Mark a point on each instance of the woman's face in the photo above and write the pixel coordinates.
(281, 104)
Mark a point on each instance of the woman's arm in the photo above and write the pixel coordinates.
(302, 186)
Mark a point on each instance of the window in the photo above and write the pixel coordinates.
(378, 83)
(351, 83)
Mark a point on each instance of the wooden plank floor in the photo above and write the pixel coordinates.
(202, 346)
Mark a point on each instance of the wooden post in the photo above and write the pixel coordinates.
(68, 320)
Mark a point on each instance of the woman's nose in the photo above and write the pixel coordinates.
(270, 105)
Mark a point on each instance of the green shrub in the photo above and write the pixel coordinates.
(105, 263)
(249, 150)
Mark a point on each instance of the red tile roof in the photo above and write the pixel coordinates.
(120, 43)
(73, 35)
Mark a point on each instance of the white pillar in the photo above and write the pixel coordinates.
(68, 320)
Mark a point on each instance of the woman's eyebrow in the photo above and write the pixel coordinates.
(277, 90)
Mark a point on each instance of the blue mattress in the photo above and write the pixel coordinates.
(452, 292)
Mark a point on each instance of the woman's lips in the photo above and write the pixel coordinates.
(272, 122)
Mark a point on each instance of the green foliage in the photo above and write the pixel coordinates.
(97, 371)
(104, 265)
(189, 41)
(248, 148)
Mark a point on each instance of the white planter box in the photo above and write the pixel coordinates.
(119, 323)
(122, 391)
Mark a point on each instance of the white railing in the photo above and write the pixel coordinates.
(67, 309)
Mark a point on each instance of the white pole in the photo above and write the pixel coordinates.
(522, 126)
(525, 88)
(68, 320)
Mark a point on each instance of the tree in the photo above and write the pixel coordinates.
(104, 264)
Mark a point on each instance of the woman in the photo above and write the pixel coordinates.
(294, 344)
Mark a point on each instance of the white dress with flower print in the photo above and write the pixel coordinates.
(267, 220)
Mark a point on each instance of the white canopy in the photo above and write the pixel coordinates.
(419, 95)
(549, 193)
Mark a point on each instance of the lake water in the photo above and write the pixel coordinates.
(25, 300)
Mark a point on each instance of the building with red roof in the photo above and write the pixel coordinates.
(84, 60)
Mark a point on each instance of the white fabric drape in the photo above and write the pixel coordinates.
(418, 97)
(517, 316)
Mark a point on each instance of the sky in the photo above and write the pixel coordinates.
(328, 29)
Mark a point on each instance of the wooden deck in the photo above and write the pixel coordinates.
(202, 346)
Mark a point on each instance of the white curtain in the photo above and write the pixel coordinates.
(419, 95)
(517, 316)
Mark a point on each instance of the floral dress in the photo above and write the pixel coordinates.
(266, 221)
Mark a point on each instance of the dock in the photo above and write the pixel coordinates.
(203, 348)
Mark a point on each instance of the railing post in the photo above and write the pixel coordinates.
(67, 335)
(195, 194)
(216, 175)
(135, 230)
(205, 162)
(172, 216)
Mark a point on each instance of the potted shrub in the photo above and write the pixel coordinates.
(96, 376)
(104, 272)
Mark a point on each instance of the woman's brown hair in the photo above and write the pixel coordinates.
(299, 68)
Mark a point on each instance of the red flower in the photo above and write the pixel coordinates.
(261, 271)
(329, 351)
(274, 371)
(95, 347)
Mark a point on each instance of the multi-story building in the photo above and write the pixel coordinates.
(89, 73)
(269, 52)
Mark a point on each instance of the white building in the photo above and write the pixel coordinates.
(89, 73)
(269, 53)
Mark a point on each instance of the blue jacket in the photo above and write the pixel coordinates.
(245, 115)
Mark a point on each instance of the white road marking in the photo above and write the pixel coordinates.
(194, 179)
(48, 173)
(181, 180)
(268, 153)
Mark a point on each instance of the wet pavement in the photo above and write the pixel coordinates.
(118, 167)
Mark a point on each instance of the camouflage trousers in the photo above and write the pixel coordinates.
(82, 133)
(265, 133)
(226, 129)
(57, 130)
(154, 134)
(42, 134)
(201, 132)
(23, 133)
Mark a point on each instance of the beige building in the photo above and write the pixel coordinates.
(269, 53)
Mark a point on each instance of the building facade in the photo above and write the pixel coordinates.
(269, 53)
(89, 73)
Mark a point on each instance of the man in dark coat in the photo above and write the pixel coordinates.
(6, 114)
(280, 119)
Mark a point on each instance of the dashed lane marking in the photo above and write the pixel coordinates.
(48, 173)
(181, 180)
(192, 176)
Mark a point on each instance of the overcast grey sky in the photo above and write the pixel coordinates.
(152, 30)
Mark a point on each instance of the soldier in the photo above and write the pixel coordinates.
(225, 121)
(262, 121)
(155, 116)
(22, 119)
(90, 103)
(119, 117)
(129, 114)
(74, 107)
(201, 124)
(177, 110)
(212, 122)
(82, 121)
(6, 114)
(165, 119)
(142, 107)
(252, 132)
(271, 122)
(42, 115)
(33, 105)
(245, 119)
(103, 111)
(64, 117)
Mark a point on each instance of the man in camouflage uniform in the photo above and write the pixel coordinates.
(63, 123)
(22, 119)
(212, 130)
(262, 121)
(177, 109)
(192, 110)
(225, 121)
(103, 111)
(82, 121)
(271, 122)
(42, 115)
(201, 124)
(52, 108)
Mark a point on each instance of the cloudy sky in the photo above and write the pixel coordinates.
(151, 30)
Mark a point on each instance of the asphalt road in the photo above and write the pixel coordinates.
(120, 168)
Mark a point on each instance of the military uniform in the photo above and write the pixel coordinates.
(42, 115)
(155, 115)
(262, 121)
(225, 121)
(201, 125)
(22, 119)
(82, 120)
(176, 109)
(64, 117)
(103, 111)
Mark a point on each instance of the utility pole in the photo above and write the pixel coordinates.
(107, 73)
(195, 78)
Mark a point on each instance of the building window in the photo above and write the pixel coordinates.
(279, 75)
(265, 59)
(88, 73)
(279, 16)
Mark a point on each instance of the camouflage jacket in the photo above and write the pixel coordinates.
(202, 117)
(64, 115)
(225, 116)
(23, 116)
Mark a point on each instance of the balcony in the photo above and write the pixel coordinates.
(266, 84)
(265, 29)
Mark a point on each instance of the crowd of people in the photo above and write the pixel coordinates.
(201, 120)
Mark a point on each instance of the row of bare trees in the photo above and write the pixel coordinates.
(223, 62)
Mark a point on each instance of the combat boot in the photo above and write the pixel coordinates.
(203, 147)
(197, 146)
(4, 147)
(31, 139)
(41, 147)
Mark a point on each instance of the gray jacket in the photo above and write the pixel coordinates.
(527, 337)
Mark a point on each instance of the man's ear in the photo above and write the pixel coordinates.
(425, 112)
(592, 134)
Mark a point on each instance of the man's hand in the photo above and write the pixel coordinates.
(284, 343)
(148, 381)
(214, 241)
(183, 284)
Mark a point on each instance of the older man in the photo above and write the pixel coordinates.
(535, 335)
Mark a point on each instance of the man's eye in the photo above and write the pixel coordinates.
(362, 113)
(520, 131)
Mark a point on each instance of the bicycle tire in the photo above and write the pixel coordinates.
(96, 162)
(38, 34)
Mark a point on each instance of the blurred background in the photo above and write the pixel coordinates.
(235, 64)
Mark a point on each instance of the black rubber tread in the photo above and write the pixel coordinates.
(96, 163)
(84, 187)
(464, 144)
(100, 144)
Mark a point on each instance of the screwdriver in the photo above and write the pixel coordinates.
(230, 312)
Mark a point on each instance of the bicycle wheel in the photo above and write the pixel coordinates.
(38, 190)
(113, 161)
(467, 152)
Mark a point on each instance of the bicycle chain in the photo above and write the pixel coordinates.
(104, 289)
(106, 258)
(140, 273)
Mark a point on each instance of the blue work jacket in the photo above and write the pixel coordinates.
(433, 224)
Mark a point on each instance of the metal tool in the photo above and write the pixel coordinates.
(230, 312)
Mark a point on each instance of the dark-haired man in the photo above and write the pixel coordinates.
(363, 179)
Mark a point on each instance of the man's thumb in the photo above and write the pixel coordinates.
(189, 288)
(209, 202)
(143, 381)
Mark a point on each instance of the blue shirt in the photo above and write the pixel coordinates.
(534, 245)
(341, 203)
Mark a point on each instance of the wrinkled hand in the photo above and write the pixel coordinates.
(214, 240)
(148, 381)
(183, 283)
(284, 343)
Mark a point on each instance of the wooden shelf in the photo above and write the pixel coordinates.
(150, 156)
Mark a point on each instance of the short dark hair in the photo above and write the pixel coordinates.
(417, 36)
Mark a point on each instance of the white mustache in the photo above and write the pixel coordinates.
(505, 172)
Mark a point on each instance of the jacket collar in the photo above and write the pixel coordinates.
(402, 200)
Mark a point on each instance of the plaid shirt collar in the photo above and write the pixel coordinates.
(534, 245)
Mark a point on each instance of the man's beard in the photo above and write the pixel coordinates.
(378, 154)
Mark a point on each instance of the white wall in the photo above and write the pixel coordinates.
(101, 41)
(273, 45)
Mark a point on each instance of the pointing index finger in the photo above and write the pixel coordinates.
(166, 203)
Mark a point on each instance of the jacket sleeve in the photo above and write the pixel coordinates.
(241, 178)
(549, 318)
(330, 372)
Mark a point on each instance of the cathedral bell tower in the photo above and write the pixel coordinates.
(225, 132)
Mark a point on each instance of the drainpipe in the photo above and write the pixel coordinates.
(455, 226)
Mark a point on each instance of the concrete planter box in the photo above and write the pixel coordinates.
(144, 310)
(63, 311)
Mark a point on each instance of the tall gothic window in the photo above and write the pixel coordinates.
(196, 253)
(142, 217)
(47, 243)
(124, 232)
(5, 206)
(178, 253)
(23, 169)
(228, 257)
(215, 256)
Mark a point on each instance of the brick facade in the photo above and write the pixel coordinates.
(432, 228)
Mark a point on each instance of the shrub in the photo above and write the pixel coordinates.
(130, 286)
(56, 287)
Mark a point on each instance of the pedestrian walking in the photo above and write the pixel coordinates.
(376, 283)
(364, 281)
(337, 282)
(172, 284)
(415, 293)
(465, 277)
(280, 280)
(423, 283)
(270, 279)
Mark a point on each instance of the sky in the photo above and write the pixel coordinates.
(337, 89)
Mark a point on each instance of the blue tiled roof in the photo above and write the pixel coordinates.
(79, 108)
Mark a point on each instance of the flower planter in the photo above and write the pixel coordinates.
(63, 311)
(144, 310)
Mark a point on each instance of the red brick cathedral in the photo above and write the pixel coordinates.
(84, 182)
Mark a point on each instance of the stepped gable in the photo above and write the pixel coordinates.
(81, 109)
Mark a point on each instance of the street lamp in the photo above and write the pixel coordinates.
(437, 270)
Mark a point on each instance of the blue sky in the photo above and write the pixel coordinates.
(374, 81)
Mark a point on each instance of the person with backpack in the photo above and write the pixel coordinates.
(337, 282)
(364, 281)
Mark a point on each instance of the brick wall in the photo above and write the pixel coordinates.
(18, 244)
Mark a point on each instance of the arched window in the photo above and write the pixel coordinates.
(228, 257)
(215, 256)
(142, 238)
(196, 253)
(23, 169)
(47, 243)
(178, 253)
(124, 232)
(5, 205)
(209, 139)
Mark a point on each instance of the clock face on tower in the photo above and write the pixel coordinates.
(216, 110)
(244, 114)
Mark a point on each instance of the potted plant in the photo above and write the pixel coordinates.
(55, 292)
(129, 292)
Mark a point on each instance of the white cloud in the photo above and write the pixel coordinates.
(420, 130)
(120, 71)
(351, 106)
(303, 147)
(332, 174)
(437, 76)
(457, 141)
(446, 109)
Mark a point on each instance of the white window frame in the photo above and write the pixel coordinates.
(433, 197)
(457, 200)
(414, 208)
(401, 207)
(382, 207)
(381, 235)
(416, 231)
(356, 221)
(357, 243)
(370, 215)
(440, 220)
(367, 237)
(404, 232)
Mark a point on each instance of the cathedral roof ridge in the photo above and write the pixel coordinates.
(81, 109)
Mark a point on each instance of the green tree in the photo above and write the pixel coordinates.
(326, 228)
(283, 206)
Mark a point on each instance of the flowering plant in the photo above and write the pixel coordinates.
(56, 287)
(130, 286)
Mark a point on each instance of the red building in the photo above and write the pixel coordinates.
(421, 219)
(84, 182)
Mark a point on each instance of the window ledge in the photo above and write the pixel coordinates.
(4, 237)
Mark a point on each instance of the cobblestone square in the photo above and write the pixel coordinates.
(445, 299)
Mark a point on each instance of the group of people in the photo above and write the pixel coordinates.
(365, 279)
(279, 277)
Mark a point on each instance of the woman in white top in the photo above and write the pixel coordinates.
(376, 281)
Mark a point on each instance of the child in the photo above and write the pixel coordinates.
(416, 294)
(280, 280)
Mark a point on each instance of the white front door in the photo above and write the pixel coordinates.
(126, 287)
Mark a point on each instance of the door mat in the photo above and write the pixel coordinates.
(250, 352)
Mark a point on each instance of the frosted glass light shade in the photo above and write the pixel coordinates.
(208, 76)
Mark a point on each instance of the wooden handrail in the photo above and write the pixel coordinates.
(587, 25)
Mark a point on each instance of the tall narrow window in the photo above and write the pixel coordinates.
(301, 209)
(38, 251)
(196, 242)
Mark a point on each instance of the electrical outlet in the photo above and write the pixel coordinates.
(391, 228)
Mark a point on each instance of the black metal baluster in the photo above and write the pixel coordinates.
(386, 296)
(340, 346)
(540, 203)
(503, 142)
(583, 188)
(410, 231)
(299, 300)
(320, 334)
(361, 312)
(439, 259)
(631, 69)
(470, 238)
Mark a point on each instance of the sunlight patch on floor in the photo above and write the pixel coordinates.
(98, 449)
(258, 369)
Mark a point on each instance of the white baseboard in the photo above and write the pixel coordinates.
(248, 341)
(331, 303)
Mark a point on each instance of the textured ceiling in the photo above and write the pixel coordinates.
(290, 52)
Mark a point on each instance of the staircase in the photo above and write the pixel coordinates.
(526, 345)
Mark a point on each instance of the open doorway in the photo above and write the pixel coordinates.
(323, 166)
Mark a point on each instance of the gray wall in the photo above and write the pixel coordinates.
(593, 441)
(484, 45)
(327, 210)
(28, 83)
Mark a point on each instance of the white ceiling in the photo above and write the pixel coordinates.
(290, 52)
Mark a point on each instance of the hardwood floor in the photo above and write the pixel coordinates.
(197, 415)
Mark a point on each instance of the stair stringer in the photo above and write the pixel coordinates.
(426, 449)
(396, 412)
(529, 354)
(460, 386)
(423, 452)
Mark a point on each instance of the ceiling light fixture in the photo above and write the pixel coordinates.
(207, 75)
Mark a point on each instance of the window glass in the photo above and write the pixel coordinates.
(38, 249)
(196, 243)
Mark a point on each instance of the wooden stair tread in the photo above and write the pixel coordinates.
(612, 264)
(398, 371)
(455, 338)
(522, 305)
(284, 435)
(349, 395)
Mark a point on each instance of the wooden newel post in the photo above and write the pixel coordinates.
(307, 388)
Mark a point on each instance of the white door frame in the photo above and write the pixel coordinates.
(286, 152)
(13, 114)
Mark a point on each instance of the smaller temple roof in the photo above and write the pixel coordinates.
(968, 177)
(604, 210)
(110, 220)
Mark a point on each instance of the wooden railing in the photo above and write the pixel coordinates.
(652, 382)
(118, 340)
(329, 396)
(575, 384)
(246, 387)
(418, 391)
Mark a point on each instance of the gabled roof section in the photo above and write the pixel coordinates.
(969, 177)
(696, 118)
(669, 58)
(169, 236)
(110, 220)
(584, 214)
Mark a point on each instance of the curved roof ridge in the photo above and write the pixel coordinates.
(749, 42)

→ The request:
Restate word for word the lines from the one holding "Mark a point on each instance of the white door" to the end of the listing, both ends included, and nothing more.

→ Correct answer:
Mark a point on each instance of the white door frame in the photo above and write the pixel coordinates.
(286, 152)
(13, 114)
Mark a point on each instance of the smaller temple roof in the photo above and write the pixel coordinates.
(968, 177)
(604, 210)
(110, 220)
Mark a point on each instance of the wooden railing in the photo above and write the pixel coordinates.
(652, 382)
(118, 340)
(329, 396)
(575, 384)
(246, 387)
(418, 391)
Mark a point on each instance of the gabled roof section in the photo above and write the pixel coordinates.
(969, 177)
(696, 118)
(669, 58)
(169, 236)
(110, 220)
(584, 214)
Mark a point on each instance of the curved roof ridge in the photo above and write the pixel coordinates.
(749, 42)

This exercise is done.